**Texto del documento**:

Entrevistas
Entrevista a Vicente Monroy
Con tantos inputs y contenido a nuestro alcance: libros, debates, documentales, redes sociales… hablar de cine y sobre cine se ha convertido también en un nicho de actualidad tan oscuro y superficial como poco gratificante. La dificultad de encontrar voces auténticas alejadas del ruido enajenado es la ardua tarea de alguien que busca establecer reflexiones fuera de los marcos sometidos para encontrar una grieta que nos lleve a los campos fértiles del pensamiento. Hay excepciones que destacan por su claridad, su profundidad y una mirada crítica nada convencional. Este es el caso de Vicente Monroy. Escritor, guionista, arquitecto y programador de cine en la Cineteca de Madrid, así como colaborador con la Academia de Cine Español, su mirada en torno al séptimo arte ya sedujo a sus lectores en 2020 con un libro titulado: Contra la cinefilia: Historia de un romance exagerado. Este año, Monroy estrena nuevo libro: Breve historia de la oscuridad: Una defensa de las salas de cine en la era del streaming. Hablamos con él sobre su nuevo libro.
Daniel Urquijo: Walter Benjamin dijo que la aparición del cine generaba transformaciones vitales, existenciales, políticas y ontológicas en los modos de “ser” humano en el mundo. A día de hoy se ha vuelto común visualizar cine de forma individual o aislada. ¿La aparición del streaming está volviendo a transformar la experiencia?
Vicente Monroy: No cabe duda: el streaming está transformando radicalmente la experiencia cinematográfica, y también la naturaleza misma de esos objetos que antaño llamábamos películas y hoy llamamos contenidos audiovisuales. Pero lo verdaderamente importante es que también nosotros estamos cambiando, y me temo que es aquí donde la situación se vuelve más peligrosa. Cada vez más encerrados en dinámicas de visionado solitarias y fragmentadas, nuestra memoria del cine se vuelve más frágil, y nos volvemos más indefensos ante las estrategias publicitarias y de control de la cultura de masas. Los algoritmos se amoldan a nuestros caprichos en la misma medida en que nosotros, de forma casi inadvertida, nos amoldamos a sus lógicas. La mediación humana —críticos, programadores, profesores, cinéfilos apasionados—, que antaño era la piedra de toque de la cultura cinematográfica, se diluye ahora en abstracciones impersonales. Es aterrador pensar que gran parte de los productos audiovisuales contemporáneos no se diseñan para conmover o desafiar a un público, sino para capturar la atención de un programa estadístico. Frente a esta mutación, defender la sala de cine, el encuentro y la conversación crítica es, quizá, uno de los últimos gestos de resistencia posibles.

**Material proporcionado**:

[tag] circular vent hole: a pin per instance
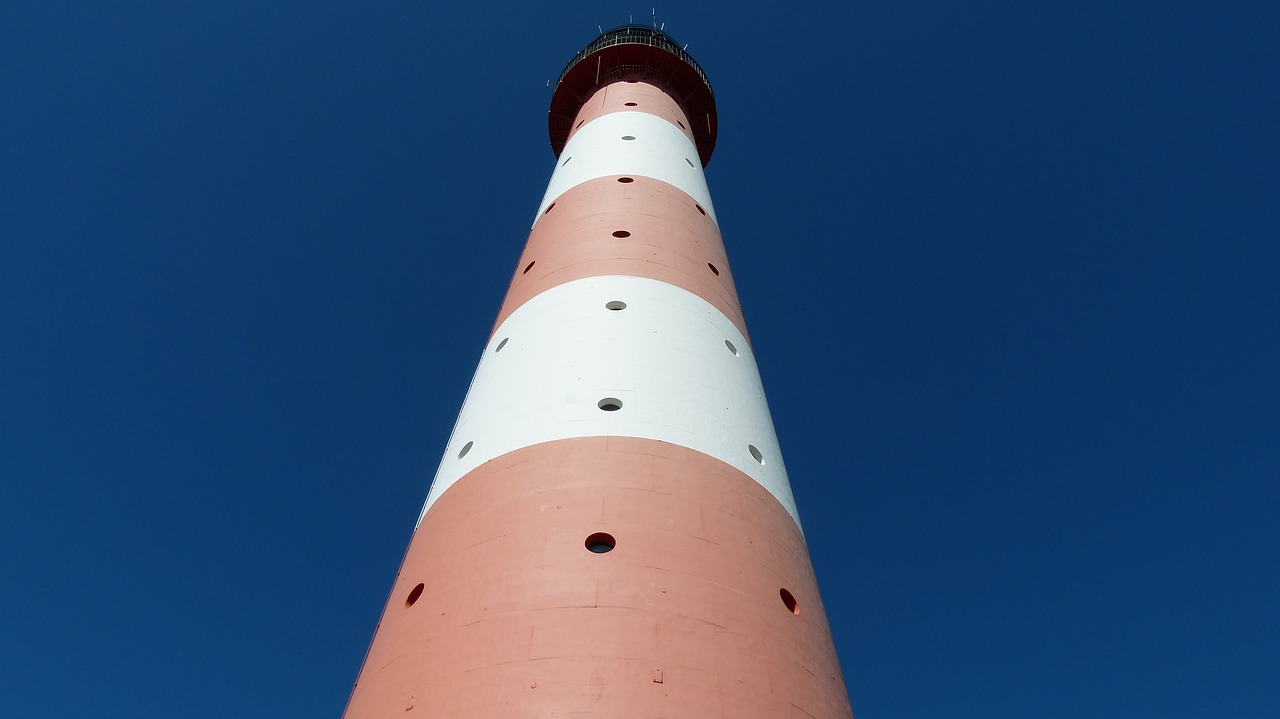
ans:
(789, 601)
(600, 543)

**Acciones requeridas**:
1. Indique si cada afirmación coincide con la entrevista a Vicente Monroy. Responda sí o no y cite textualmente las palabras que lo deciden.
(a) Monroy trabaja como programador de cine en la Cineteca de Madrid.
(b) El libro Contra la cinefilia se publicó en 2023.
(c) Según Monroy, la mediación humana se está reforzando en la actualidad.
2. Responda estas preguntas sobre la entrevista a Vicente Monroy:
(a) ¿Cuál es el subtítulo del nuevo libro de Monroy?
(b) ¿A qué pensador cita Daniel Urquijo en su pregunta?
(c) ¿Qué considera Monroy uno de los últimos gestos de resistencia posibles?

**Respuestas**:
1.
(a) Sí: "programador de cine en la Cineteca de Madrid".
(b) No: "ya sedujo a sus lectores en 2020 con un libro titulado: Contra la cinefilia".
(c) No: "se diluye ahora en abstracciones impersonales".

2.
(a) El subtítulo es "Una defensa de las salas de cine en la era del streaming".
(b) Daniel Urquijo cita a Walter Benjamin.
(c) Monroy considera que lo es defender la sala de cine, el encuentro y la conversación crítica.